- **WHAT IS NEEDED**
In the passage on education and practical training, what portion of the course do overseas hotel management institutes devote to practical on-the-job training?

- **PROVIDED PASSAGE**
_____
Teachers know the subject and pass
it on to a fresh batch of students who will be evaluated on
how well they have written the answer paper in the examination.
The ones who pen down such bookish knowledge successfully
are labelled as toppers. But is this the right approach? Is
mugging up the subject without understanding the real picture
an ideal way of becoming a a professional? There is more to
knowledge than studying the subject to clear exams. This approach
would be of no use in the long run since selective learning
and studying just to clear exams is sheer waste of productive
time.
What is important is that one have
a complete understanding and command over the subject - understanding
is more powerful than knowledge. When you learn inside-out
you reach your own insight rather than adopt someone else's
view. For example, I can describe how wine is made and served
very eloquently and maybe I can demonstrate it, but I cannot
expect you to become proficient in it unless you have tried
to do it with your own efforts. No words of any expert can
substitute individual first-hand experience. Education must
be like a direction to the experience not a dictation of the
experience.
As a concluding remark, I would like
to repeat that the practical training that students undergo
as part of the curriculum is far too less to give them a complete
picture of the industry and the reality associated with the
profession. The students should also be made to understand
why certain things are done in a particular way and teachers/supervisors
should allow innovations and comments made by the students
to be implemented.
Overseas hotel management institutes
dedicate almost 50 per cent of the course to practical on-the-job
training so as to keep the students abreast with the latest
innovations in the industry as well as to learn first-hand.
_____
- **SUPPLIED MATERIAL**
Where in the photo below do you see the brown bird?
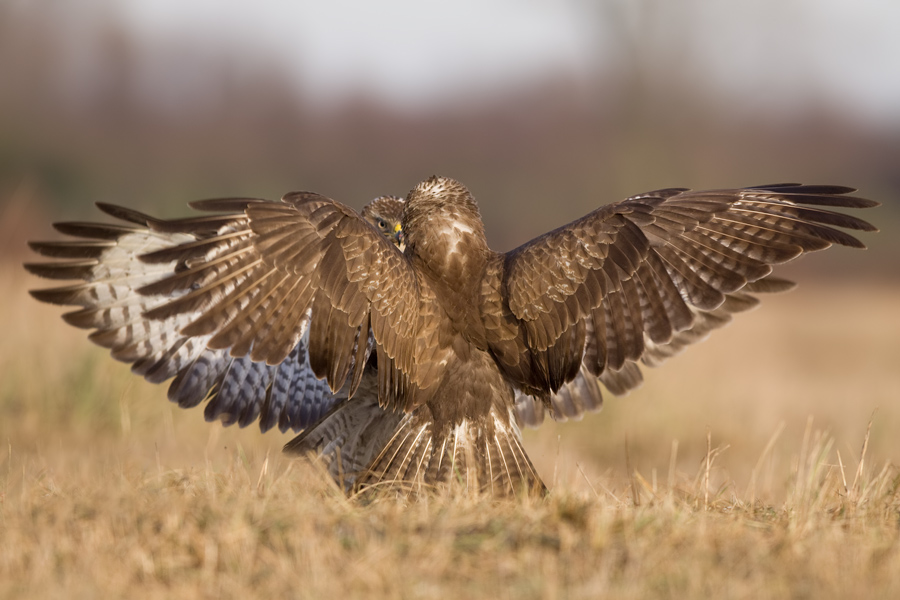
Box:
_____
- **FINAL RESULT**
Almost 50 percent of the course.